By Kevin Wadlow
New artificial reefs may yet find a place in Florida Keys National Marine Sanctuary waters, says the chairman of a new sanctuary working group. “I think there is a real appetite out there for properly done artificial reefs,” said Joe Weatherby, a dive captain who spearheaded the sinking of the 524-foot USS Vandenberg former military ship about seven miles off Key West in April 2009.
It was the last artificial reef intentionally scuttled in the Keys.
The Keys Sanctuary’s Advisory Council agreed at a Feb. 17 meeting in Islamorada to create a new Artificial Habitat Working Group to focus on “opportunities, needs and challenges” in placing manmade underwater structures in protected waters. Weatherby, who represents tourism as a council alternate, was asked to lead the working group. “I may be a one-trick pony,” Weatherby said Tuesday, “but artificial reefs are my trick.” Goals and membership of the working group are expected to be further defined at the Advisory Council’s April meeting.
The council spent most of its Feb. 17 session reviewing concerns and possible benefits of having artificial habitats in the 2,900-square-mile sanctuary, created to safeguard the natural ecosystem. “A lot of the talk was very focused on ships, but the discussion needs to be bigger than whether we do another ship” as an artificial reef, council alternate George Garrett said Tuesday.

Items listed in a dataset
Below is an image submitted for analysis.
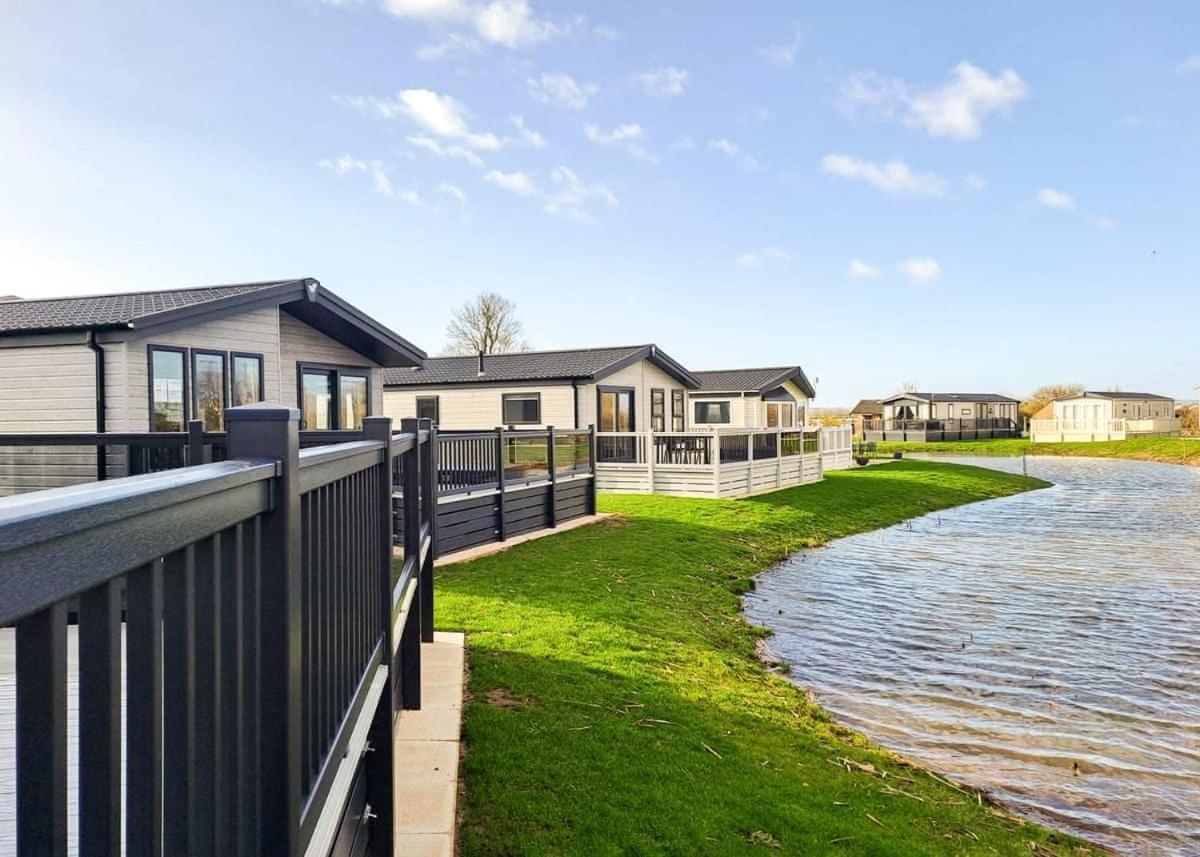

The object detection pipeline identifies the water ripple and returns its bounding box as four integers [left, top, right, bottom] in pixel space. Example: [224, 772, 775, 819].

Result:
[746, 459, 1200, 855]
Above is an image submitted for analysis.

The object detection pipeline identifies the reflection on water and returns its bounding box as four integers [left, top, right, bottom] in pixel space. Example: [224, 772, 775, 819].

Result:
[746, 459, 1200, 855]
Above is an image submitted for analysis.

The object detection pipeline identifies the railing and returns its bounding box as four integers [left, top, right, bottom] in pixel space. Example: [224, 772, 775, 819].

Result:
[863, 416, 1018, 432]
[438, 426, 593, 496]
[595, 429, 821, 467]
[0, 406, 437, 855]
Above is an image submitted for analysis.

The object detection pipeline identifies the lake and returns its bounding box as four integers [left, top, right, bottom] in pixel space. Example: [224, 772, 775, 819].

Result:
[745, 457, 1200, 855]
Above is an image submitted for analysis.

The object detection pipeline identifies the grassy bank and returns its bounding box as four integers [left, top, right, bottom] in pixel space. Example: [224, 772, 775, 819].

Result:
[877, 437, 1200, 467]
[438, 462, 1099, 857]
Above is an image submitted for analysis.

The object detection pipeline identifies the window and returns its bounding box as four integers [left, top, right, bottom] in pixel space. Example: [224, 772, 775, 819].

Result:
[650, 390, 667, 431]
[337, 371, 367, 431]
[500, 392, 541, 426]
[300, 368, 334, 431]
[192, 348, 226, 431]
[150, 346, 187, 431]
[691, 402, 730, 425]
[229, 353, 265, 407]
[416, 396, 438, 425]
[598, 386, 637, 431]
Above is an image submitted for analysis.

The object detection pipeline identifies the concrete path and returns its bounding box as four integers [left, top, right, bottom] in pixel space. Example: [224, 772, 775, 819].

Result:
[396, 631, 466, 857]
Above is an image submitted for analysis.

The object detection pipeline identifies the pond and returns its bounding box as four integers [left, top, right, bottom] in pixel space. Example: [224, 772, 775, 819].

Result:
[746, 459, 1200, 855]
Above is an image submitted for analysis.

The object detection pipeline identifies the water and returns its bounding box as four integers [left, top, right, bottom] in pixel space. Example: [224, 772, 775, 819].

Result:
[746, 459, 1200, 855]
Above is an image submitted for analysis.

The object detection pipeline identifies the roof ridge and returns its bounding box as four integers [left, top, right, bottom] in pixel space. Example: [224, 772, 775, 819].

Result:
[2, 277, 302, 306]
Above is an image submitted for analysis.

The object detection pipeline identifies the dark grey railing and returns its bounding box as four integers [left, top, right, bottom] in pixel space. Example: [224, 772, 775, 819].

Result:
[0, 406, 437, 855]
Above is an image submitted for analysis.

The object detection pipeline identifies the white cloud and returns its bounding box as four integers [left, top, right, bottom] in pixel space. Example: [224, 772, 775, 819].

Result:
[542, 167, 617, 222]
[708, 137, 758, 169]
[634, 66, 688, 98]
[438, 181, 467, 204]
[383, 0, 562, 49]
[583, 124, 659, 163]
[839, 61, 1030, 139]
[526, 73, 600, 110]
[733, 247, 792, 268]
[821, 155, 947, 197]
[1033, 187, 1076, 211]
[847, 259, 880, 280]
[408, 137, 484, 167]
[1175, 54, 1200, 74]
[896, 256, 942, 283]
[509, 116, 550, 149]
[484, 169, 538, 197]
[758, 23, 804, 68]
[317, 155, 426, 206]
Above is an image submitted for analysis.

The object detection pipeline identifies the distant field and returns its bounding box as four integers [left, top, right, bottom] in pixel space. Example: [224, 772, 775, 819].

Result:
[877, 437, 1200, 467]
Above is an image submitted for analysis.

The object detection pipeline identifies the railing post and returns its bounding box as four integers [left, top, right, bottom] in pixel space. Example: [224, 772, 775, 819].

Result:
[496, 426, 505, 541]
[187, 420, 204, 467]
[362, 416, 397, 853]
[398, 418, 422, 709]
[587, 422, 596, 515]
[226, 404, 300, 855]
[546, 426, 558, 527]
[418, 419, 438, 642]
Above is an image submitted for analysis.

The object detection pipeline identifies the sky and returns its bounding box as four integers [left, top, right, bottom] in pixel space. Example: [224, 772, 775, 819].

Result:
[0, 0, 1200, 406]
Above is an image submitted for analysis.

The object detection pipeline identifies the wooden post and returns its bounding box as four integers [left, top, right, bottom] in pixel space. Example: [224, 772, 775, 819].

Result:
[496, 426, 505, 541]
[187, 420, 205, 467]
[546, 426, 558, 527]
[362, 416, 397, 853]
[226, 404, 300, 856]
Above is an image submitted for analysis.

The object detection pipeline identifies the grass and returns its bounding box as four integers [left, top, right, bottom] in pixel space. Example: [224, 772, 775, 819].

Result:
[877, 437, 1200, 466]
[437, 461, 1099, 857]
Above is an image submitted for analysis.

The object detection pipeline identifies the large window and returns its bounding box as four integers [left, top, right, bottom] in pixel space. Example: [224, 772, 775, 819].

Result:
[229, 353, 265, 407]
[150, 346, 187, 431]
[192, 349, 226, 431]
[691, 402, 730, 425]
[416, 396, 438, 425]
[598, 386, 637, 431]
[300, 364, 371, 431]
[500, 392, 541, 426]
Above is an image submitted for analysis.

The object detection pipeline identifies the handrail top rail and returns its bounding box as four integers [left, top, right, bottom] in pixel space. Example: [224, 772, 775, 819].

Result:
[0, 459, 278, 544]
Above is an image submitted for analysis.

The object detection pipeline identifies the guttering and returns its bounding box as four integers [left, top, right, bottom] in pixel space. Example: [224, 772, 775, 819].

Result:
[88, 330, 108, 481]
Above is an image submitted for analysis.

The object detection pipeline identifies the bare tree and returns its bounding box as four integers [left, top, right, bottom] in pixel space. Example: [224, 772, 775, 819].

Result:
[446, 292, 529, 354]
[1021, 384, 1084, 418]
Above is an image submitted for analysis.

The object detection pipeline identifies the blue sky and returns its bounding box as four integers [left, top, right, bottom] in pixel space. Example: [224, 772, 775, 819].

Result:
[0, 0, 1200, 406]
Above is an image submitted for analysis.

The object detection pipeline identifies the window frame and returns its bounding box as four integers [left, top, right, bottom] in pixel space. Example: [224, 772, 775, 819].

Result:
[296, 360, 372, 431]
[691, 398, 733, 426]
[229, 352, 266, 407]
[415, 395, 444, 425]
[650, 386, 667, 432]
[146, 343, 191, 431]
[671, 388, 688, 432]
[184, 348, 232, 431]
[500, 390, 542, 426]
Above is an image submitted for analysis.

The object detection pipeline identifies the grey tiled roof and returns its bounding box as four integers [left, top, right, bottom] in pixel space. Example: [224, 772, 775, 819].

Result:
[0, 280, 290, 334]
[880, 392, 1020, 402]
[692, 366, 816, 396]
[383, 346, 653, 385]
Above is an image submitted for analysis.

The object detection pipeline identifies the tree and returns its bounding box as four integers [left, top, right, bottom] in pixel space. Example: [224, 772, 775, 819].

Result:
[446, 292, 529, 354]
[1021, 384, 1084, 418]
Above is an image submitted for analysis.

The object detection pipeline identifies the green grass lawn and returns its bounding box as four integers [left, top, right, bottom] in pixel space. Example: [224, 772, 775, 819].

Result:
[437, 461, 1099, 857]
[876, 437, 1200, 466]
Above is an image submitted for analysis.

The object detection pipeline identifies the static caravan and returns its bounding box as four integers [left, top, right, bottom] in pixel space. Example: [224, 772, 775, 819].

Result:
[383, 344, 700, 432]
[689, 366, 816, 429]
[1030, 390, 1183, 443]
[0, 278, 425, 495]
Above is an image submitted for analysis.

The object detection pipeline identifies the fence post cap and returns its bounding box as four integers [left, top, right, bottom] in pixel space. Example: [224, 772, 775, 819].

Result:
[226, 402, 300, 422]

ASSIGNMENT:
Please name the person the Advisory Council asked to lead its new Artificial Habitat Working Group, according to the article on Florida Keys artificial reefs.

ANSWER BOX:
Joe Weatherby